SUPPLIED PASSAGE:
━━━
In fact, when it comes to controversy over offshore havens, Kostin rails against what he sees as western hypocrisy. “Russia has no offshores. They all exist in America, in Britain, in Europe. So if you want to fight against this, close them!”

Many Russians say Britain is hypocritical on such matters, because of the way they claim it allows alleged Russian fraudsters to stay in London and avoid justice back home.

Kostin is clearly deeply annoyed at one case in particular, that of Andrey Borodin, a banker who fled to the UK from Russia after facing charges of a 12.8 billion ruble (£162m) bank fraud. Successfully claiming political asylum, Borodin bought a Berkshire mansion for a record £140m and has been living here ever since. For Kostin, it’s personal, because the alleged fraud took place at the Bank of Moscow, which VTB took over, only to find what Kostin calls “huge losses”.

“People like Mr Borodin receive political asylum and then he is an untouchable now,” he shrugs.

Borodin claims he was persecuted for political reasons because he was close to Moscow’s ousted mayor Yuri Luzhkov and his billionaire wife. He denies all charges.

Kostin says he asked David Cameron at a previous Davos meeting about such asylum incidents, but the then-Prime Minister apparently responded “everything is decided by our courts.”

Russian businesses often use offshore entities for reasons of tax and security, he says. While criticising companies which do, he adds: “Our government ought not to punish them but should make it more attractive for businesses to return.” He approves of some measures, such as restricting how much banks can offer finance to offshore-based firms. “Things are moving,” he says. “I know a number of our big clients who are now re-registering their company here.”

In our opinion Mr Trump doesn’t want sanctions because he understands the negative effect on the whole range of the relationship between America and Russia

VTB did have a sizeable European investment bank in the City of London, but pulled about 100 staff in a move reported at the time to be due to Brexit. In fact, sanctions, and the longer term fallout of the financial crisis had more to do with it, he says. Tough new financial regulations on Russian banks were also a factor, he adds.

If the Kremlin had a hand in the Brexit result, as some claim, Kostin seems to have known nothing of it. He lost $1m of his own money investing in sterling before the referendum, so convinced he was that the Remainers would prevail.
━━━
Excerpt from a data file

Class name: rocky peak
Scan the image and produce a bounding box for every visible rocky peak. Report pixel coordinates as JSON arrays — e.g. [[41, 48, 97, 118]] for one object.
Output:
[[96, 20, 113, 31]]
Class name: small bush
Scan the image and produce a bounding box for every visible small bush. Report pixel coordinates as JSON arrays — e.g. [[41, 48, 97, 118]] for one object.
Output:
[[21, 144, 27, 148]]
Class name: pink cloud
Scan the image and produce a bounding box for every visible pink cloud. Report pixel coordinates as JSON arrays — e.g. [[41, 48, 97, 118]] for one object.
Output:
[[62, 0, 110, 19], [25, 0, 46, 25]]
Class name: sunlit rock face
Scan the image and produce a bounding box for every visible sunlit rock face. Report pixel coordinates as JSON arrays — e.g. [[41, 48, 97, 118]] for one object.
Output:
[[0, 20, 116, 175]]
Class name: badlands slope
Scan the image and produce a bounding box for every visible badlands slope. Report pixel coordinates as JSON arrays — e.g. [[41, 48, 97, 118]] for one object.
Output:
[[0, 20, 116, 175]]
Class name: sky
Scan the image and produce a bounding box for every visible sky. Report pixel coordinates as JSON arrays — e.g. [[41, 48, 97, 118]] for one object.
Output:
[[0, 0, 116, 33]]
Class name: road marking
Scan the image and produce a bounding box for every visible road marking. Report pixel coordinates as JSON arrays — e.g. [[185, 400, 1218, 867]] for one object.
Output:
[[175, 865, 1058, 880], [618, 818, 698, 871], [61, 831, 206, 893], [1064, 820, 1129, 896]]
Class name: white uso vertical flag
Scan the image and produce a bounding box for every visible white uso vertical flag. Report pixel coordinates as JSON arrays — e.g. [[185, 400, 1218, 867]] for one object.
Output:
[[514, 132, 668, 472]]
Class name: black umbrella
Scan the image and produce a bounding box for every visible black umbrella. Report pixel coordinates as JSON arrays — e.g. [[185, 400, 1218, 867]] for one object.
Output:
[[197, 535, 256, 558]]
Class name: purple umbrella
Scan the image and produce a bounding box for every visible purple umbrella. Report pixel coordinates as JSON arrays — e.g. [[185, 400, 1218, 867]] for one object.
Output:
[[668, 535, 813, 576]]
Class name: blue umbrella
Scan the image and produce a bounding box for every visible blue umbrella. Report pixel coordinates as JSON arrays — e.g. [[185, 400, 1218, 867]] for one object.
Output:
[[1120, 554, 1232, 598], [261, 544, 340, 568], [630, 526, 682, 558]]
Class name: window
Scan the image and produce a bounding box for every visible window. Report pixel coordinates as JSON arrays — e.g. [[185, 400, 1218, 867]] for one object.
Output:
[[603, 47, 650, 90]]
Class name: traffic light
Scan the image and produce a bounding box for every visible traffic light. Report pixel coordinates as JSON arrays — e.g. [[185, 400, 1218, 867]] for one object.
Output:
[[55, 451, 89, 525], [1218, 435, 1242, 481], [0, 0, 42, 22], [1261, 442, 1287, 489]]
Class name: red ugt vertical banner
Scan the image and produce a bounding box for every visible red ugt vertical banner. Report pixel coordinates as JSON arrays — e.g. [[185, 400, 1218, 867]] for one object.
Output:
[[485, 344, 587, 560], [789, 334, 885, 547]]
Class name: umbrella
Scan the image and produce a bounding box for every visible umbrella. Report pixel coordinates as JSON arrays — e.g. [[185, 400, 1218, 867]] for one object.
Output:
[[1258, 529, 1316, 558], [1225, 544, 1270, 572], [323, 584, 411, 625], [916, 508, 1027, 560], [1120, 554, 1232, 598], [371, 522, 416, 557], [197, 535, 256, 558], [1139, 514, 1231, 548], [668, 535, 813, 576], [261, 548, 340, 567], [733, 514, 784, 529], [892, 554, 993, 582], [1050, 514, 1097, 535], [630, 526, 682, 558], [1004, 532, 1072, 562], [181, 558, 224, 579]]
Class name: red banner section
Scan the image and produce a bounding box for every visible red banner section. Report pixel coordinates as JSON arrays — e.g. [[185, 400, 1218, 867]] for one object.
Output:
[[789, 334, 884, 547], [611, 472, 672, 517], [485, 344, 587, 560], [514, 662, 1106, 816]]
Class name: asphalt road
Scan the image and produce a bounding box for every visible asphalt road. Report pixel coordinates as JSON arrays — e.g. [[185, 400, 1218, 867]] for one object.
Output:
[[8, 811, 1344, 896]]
━━━
Return, word for word, the stretch of the passage about Kostin that starts at the words "In fact, when" and stops after "justice back home.".

TASK SOLUTION:
In fact, when it comes to controversy over offshore havens, Kostin rails against what he sees as western hypocrisy. “Russia has no offshores. They all exist in America, in Britain, in Europe. So if you want to fight against this, close them!”

Many Russians say Britain is hypocritical on such matters, because of the way they claim it allows alleged Russian fraudsters to stay in London and avoid justice back home.